What to do
Can you transcribe every record below exactly as it appears?

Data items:
*** Block opens ***
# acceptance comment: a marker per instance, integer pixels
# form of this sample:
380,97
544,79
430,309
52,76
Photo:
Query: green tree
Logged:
*** Block closes ***
Answer space
# acceptance comment: a marker per instance, integer pixels
# form of this sample:
380,97
544,79
430,309
52,76
Photo:
Query: green tree
Logged:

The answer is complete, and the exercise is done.